_Assignment_: Return the records below in full. Keep every word exact and skip the images.

_Extracted records_:
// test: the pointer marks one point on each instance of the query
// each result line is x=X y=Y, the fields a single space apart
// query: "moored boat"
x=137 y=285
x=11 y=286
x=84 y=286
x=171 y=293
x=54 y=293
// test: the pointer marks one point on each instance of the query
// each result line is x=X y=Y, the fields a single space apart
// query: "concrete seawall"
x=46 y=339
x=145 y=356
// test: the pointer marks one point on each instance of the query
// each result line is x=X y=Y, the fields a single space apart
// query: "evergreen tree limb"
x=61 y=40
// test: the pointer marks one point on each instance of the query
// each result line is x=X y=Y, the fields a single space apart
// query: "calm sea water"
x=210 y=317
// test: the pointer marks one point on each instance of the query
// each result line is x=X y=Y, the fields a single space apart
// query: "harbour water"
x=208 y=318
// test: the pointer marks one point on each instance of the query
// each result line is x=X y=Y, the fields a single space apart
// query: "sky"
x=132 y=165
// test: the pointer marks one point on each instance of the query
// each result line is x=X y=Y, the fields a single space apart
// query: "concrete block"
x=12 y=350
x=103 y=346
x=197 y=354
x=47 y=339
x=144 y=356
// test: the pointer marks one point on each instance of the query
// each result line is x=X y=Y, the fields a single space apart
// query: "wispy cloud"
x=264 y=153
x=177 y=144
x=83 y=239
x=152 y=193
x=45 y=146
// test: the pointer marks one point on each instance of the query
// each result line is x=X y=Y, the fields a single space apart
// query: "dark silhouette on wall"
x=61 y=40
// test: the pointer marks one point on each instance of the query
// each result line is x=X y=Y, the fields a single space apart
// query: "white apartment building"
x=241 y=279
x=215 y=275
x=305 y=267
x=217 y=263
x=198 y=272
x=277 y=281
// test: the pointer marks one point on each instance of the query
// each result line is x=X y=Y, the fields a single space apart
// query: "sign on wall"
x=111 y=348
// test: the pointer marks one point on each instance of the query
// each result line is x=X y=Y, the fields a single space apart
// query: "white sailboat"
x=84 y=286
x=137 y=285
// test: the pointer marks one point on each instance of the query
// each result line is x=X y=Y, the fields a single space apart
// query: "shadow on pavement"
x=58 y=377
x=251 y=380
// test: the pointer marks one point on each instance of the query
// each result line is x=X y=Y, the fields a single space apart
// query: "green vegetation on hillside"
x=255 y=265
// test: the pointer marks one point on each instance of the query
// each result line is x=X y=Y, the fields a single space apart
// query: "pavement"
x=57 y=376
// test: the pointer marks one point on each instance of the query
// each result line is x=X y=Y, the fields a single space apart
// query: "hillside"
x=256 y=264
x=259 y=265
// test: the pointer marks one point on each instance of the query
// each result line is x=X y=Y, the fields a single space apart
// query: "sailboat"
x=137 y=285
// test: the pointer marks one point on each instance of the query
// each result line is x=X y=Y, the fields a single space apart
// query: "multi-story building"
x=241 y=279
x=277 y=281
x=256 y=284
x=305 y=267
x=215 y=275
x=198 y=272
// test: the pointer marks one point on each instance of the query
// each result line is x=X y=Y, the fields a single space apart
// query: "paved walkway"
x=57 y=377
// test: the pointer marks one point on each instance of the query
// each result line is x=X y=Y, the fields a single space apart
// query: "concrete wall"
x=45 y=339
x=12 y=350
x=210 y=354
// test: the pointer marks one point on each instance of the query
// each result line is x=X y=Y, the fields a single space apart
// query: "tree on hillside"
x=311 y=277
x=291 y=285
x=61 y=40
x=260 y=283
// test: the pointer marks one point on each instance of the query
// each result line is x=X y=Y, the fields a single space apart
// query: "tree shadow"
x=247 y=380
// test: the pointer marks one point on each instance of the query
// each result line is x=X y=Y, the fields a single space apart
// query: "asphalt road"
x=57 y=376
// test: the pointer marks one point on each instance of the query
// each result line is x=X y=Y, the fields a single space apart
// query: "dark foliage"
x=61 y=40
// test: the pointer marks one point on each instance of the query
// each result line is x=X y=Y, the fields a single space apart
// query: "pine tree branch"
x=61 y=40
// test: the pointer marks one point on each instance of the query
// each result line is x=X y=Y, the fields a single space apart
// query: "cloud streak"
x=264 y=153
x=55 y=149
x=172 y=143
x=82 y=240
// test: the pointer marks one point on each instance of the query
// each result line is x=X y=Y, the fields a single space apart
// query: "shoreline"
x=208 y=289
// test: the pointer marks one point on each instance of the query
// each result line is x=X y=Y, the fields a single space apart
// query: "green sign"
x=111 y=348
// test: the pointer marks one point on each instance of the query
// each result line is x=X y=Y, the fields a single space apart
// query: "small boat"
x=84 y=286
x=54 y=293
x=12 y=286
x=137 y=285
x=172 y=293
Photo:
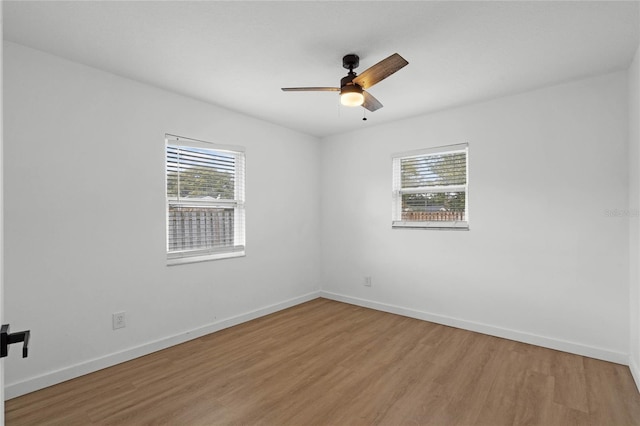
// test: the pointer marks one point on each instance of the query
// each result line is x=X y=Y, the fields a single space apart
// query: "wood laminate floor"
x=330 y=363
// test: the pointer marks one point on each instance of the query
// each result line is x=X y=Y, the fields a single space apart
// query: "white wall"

_Answer space_:
// test: the pointer marks one point on each instance of the query
// each result line is x=X y=Y, the fields a single space apart
// query: "moored boat"
x=137 y=285
x=11 y=286
x=84 y=286
x=171 y=293
x=54 y=293
// test: the pointer marks one point on each instance of the query
// each result line is x=X y=Y, the fields a single space apart
// query: "concrete seawall"
x=46 y=339
x=145 y=356
// test: the pointer marks one point on each instance of the query
// each result line is x=X y=Y, the fields a single space apart
// query: "evergreen tree limb"
x=61 y=40
// test: the pointer marks one point on each instance of the query
// each result line is x=X y=Y, the fields a single space apart
// query: "calm sea water"
x=210 y=317
// test: the pointer marks one point on each instance of the query
// each result line is x=X y=Y, the fields a single space apart
// query: "harbour water"
x=208 y=318
// test: the pointer marks one point on each instance of the query
// each result line is x=X y=Y, the fields a single space apart
// query: "sky"
x=132 y=165
// test: the pointer marks one point on each instance of the query
// each result line is x=X y=Y, the fields a single space apart
// query: "concrete block"
x=12 y=350
x=103 y=346
x=197 y=354
x=47 y=339
x=144 y=356
// test: the pointer marks one point on each instance of the query
// each result line is x=X y=Y, the fields a single space apart
// query: "wispy cloud"
x=264 y=153
x=177 y=144
x=83 y=239
x=152 y=193
x=45 y=146
// test: the pointer marks one point on each instance of the query
// each result line is x=X y=Y, the fields a single space apart
// query: "dark silhouette on wall"
x=61 y=40
// test: the pointer marks one point on each instance of the query
// each result line is x=X y=Y, the fields a single space apart
// query: "white apartment building"
x=241 y=279
x=215 y=275
x=305 y=267
x=217 y=263
x=198 y=272
x=277 y=281
// test: the pointer marks one point on each instance of the query
// each result line is x=X y=Y, the fields a single space apart
// query: "sign on wall"
x=111 y=348
// test: the pointer marks one point on each instance of the query
// each result line is x=X y=Y, the fields a single space apart
// query: "white sailboat"
x=84 y=286
x=137 y=285
// test: the pointer marks one point on each instance of the query
// each result line is x=X y=Y, the fields a single space apart
// query: "shadow on pavement"
x=58 y=377
x=251 y=380
// test: the pointer marks one point on each instance of the query
// each result line is x=X y=Y, the fields a single space apart
// query: "green vegetation on hillside"
x=255 y=265
// test: the pointer marks one point on each instance of the query
// each result line is x=X y=Y, the fields a single space apart
// query: "pavement"
x=57 y=376
// test: the pointer marks one point on each instance of the query
// each result line is x=X y=Y, the fields a single space apart
// query: "hillside"
x=256 y=264
x=259 y=265
// test: the pointer marks one point on each instance of the query
// each result line is x=X y=Y, the fields a single space apart
// query: "sailboat"
x=137 y=285
// test: the pointer marks one point on each instance of the query
// each result line is x=X y=Y, the fields a single space apart
// query: "multi-story building"
x=241 y=279
x=277 y=281
x=256 y=284
x=305 y=267
x=215 y=275
x=198 y=272
// test: the pointer marks one point on each instance of the query
// each result line is x=X y=Y, the fields a single space apart
// query: "paved walkway"
x=57 y=377
// test: the pointer marks one point on each instance of the query
// each result line is x=X y=Y, the fields a single space apart
// query: "concrete wall"
x=45 y=339
x=12 y=350
x=210 y=354
// test: the pointer marks one point on each instance of the query
// each result line is x=X y=Y, the fields a single space apart
// query: "tree on hillside"
x=311 y=277
x=291 y=285
x=61 y=40
x=260 y=283
// test: the pointer marks one point on each instance of the query
// each result line is x=X y=Y, the fields a single space apart
// query: "tree shadow"
x=247 y=380
// test: the pointer marks one point on each instance of the query
// each result line is x=X y=Y, the fields a single space apart
// query: "asphalt road"
x=57 y=376
// test: the pointer marks one point on each instance of the query
// each result line is x=X y=Y, the fields a single space apart
// query: "dark foliage"
x=61 y=40
// test: the pointer marks one point on each instance of the query
// each result line is x=X y=Y, the fields a single space apart
// query: "pine tree branch"
x=61 y=40
// test: the pointer marks one point on each instance of the query
// each result line is x=X y=Y, the fields a single space apart
// query: "cloud streak"
x=264 y=153
x=55 y=149
x=172 y=143
x=82 y=240
// test: the pointer marks one point on each instance of the query
// each result line is x=X y=Y, the fields a single space apart
// query: "shoreline"
x=208 y=289
// test: the pointer marks one point on each instance of the query
// each result line is x=X y=Y, the fields a single space apart
// query: "green sign"
x=111 y=348
// test: the pointer marks one point on each instance of the query
// each result line is x=X y=Y, the fields a single space apart
// query: "small boat"
x=84 y=286
x=54 y=293
x=12 y=286
x=137 y=285
x=172 y=293
Photo:
// test: the pointer marks one point on each instance of the query
// each result line is x=X y=Y, the fields a single space apart
// query: "wood laminate floor"
x=330 y=363
// test: the pointer marks one point on each instance of the query
// each result line is x=X y=Y, the fields a single space apart
// query: "white wall"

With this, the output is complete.